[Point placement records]
______________________________

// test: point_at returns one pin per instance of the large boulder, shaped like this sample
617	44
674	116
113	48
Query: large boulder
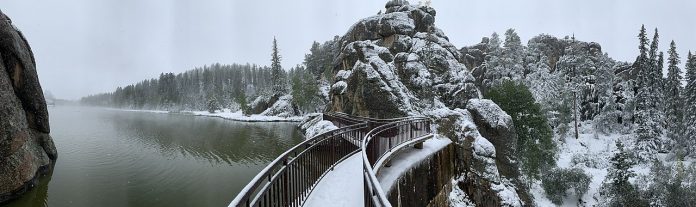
480	169
394	64
496	125
399	64
26	148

______________________________

■ What is being asked:
Copy every line of the listing above character for character, omitting the pictures.

■ Response for this exercise:
// test: point_at returns one pin per instance of the large boulder, shaped like this sample
617	44
674	116
113	48
Query: large boulder
480	169
394	64
496	125
399	64
26	148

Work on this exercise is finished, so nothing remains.